### Exercise set:
A: Answer these questions using the DNA sequencing history text:
(i) How many years did the Human Genome Project take to complete?
(ii) In what year did Robert Holley sequence the first tRNA?
(iii) Which genome did Sanger sequence with his method?
B: Extend the DNA sequencing history text with new writing that picks up after its final sentence.
(Source passage Opens)
Progression of DNA sequencing over the years

Nathnael Bekele

Although we can now use technology to quickly sequence entire genomes in a measure of a few weeks, DNA sequencing was originally a very time-consuming procedure. For example, it took 13 years to complete the Human Genome Project in 2003 and 3 billion dollars. The Human Genome Project was designed to sequence the first human reference genome (Fatima and Ebertz). Now, this would have taken “less than two weeks and at a cost of just around € 1,000” (Fatima and Ebertz)

The first breakthrough in DNA sequencing involved figuring out the structure of DNA. This was solved by James Watson, Francis Crick, and Rosalind Franklin in 1953 (Fatima and Ebertz). They found that DNA was found in a double helix structure made out of two standards interlinked with each other. DNA is made up of four chemical bases represented by the letters A, C, G, and T. “These bases combine in different three base combinations (such as ATG or TGG) to form amino acids which are the building blocks of proteins” (Sharman). Proteins are very important as they are used in the transportation of molecules and signals, enzymes, antibodies, and the making of structures (MedlinePlus). Knowing a DNA’s sequence can help understand the function of proteins it is used to form.

“In 1965, Robert Holley sequenced the first tRNA, for which he was awarded the Nobel Prize in 1986.” (Fatima and Ebertz). Transfer RNA (tRNA) is a smaller RNA molecule that is involved in protein synthesis (NHGRI). The tRNA is not as large as genomes or other RNA molecules so its sequencing was a step in understanding what sequencing methods are available.

The sanger method used “radiolabelled partial-digestion fragments” called terminators (Sharman) in order to find out the bases and the sequence of bases in a genome (Heather and Chain). This method basically used defective bases which would attach to the bases of the DNA and terminate the process of base pairing. Each base has its own radioactive label. So when the reaction has stopped, we are able to know the sequence of the genome by looking at the sequence of the different radioactive labels. This way Sanger was able to sequence the genome of “bacteriophage PhiX174 (virus that infects E. coli)” (Fatima and Ebertz).
(Source passage Closes)
(Exercise data Opens)
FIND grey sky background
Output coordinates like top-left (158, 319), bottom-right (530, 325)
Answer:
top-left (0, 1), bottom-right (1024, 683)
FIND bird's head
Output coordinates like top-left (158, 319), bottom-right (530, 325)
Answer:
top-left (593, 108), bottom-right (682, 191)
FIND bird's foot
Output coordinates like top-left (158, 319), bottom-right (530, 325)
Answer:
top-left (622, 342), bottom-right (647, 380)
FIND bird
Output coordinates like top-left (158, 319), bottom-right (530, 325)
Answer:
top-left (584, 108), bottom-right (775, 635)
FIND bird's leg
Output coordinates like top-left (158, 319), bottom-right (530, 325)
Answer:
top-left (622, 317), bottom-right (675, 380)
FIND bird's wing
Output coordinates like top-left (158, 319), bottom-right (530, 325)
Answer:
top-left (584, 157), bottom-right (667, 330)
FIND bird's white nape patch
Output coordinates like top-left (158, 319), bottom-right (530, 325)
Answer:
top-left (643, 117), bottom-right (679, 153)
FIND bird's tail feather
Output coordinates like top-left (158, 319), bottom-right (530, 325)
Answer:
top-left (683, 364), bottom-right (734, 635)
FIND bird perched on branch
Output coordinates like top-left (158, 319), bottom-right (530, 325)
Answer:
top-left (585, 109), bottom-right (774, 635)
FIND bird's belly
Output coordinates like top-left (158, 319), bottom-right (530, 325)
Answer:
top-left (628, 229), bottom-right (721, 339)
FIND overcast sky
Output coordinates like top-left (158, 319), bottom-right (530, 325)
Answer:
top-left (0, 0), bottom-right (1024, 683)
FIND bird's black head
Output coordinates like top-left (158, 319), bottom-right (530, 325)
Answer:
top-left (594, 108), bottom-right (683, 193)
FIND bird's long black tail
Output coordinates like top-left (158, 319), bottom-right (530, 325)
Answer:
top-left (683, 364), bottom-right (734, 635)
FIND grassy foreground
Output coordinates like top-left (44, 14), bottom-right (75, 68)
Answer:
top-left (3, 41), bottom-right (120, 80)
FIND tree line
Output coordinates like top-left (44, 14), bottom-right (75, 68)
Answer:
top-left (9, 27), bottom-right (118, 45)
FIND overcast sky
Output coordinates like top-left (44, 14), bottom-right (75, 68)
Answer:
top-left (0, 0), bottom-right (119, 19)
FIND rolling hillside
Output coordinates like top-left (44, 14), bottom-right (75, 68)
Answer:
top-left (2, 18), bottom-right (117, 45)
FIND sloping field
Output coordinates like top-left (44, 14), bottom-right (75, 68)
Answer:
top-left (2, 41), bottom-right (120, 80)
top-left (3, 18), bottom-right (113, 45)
(Exercise data Closes)
### Solved tasks:
A:
(i) 13 years
(ii) 1965
(iii) The genome of bacteriophage PhiX174, a virus that infects E. coli

B:
An improvement to the Sanger method was shotgun sequencing. In the sanger method, all of the genome is studied at once. So, it takes a while for defective radiolabelled bases to pair with all the bases of the genome at hand. Shotgun sequencing first breaks apart the genome and then sequences each segment individually. This way many segments can be sequenced in parallel at the same time still using the Sanger method. This gives multiple sequences called reads (Sharman). “Computer programs then use the overlapping ends of different reads to assemble them into a continuous sequence” (Sharman). This speeds up the Sanger sequencing drastically.

Later on, this method was made even more efficient by using dyes instead of radiolabels for the terminators (Sharman). Originally the Sagner method read the resulting sequence by looking at the different radioactivities of the terminator bases. This is time-consuming as developing the images of these radioactive substances takes a while. However, by instead using different color dyes to label the bases, the sequence of the bases can easily be read.

Nowadays, there are more complex procedures that are used in order to sequence DNA. Furthermore, the process is automated almost entirely. Thus, scientists are able to sequence many genomes in a short amount of time. This is very helpful. As mentioned in previous blogs, comparing differences in gene expression and repression can be insightful in understanding the causes of diseases, and understanding how different proteins are formed.

Sources

Ebertz, Andreas, and Tamseel Fatima. “A Journey through the History of DNA Sequencing.” The DNA Universe BLOG, the-dna-universe.com/2020/11/02/a-journey-through-the-history-of-dna-sequencing/.

Heather, James M, and Benjamin Chain. “The Sequence of Sequencers: The History of Sequencing DNA.” Genomics, Academic Press, Jan. 2016, www.ncbi.nlm.nih.gov/pmc/articles/PMC4727787/.

Sharman, Sarah. “The Evolution of DNA Sequencing Technology.” HudsonAlpha Institute for Biotechnology, www.hudsonalpha.org/evolution-of-dna-sequencing-part-1/#:~:text=Around%201977%2C%20two%20groups%20independently,generation%20of%20DNA%20sequencing%20technology.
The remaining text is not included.